**Stated problem**. Turn each of the rows below into a JSON list of strings, one string per line, skipping any blank lines.

- - -

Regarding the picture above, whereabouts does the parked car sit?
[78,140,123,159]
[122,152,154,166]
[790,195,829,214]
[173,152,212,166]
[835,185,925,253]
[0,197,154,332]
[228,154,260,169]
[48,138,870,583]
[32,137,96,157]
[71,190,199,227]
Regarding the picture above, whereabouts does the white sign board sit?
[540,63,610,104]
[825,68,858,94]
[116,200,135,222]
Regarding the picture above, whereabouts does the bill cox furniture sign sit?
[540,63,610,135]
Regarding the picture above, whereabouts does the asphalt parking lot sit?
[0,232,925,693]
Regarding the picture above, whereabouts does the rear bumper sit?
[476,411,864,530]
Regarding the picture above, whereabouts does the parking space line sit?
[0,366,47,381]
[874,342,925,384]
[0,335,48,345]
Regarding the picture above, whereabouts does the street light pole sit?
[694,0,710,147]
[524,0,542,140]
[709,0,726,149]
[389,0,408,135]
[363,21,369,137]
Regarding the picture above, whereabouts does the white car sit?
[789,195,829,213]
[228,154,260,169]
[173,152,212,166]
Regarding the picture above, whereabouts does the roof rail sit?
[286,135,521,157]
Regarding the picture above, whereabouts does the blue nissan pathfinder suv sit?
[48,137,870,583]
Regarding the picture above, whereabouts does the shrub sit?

- - -

**Answer for the task**.
[
  "Regarding the picture above, whereabouts does the parked car sit?",
  "[78,140,123,159]",
  "[122,152,154,166]",
  "[790,195,829,214]",
  "[173,152,212,166]",
  "[835,185,925,253]",
  "[0,197,154,332]",
  "[228,154,260,169]",
  "[48,138,870,583]",
  "[32,137,96,157]",
  "[71,190,199,227]",
  "Regarding the picture above, whereabouts does the white sign board sit?",
  "[540,63,610,104]",
  "[825,68,858,94]",
  "[116,200,135,222]",
  "Regarding the picture above, whereabouts does the bill cox furniture sign sit?",
  "[540,63,610,135]",
  "Regarding the picture above, whereabouts does the asphalt parking lot sit?",
  "[0,232,925,693]",
  "Regarding the picture above, whereabouts does the rear bumper sit?",
  "[476,411,864,530]",
  "Regarding the picture above, whereabouts does the parking space line sit?",
  "[0,366,47,381]",
  "[874,342,925,384]",
  "[0,335,48,345]",
  "Regarding the picture above, whereabouts does the street light pole sit?",
  "[694,0,710,147]",
  "[524,0,542,140]",
  "[709,0,726,149]",
  "[389,0,408,135]",
  "[363,21,369,137]",
  "Regarding the picture above, whereabouts does the white car sit?",
  "[789,195,829,213]",
  "[228,154,260,169]",
  "[173,152,212,166]",
  "Regarding the picture above, whereabouts does the roof rail sit?",
  "[286,135,521,157]",
  "Regarding the picture above, whereabouts does the blue nissan pathfinder suv sit?",
  "[48,137,870,583]",
  "Regarding the picture above, whereabouts does the shrub sit?"
]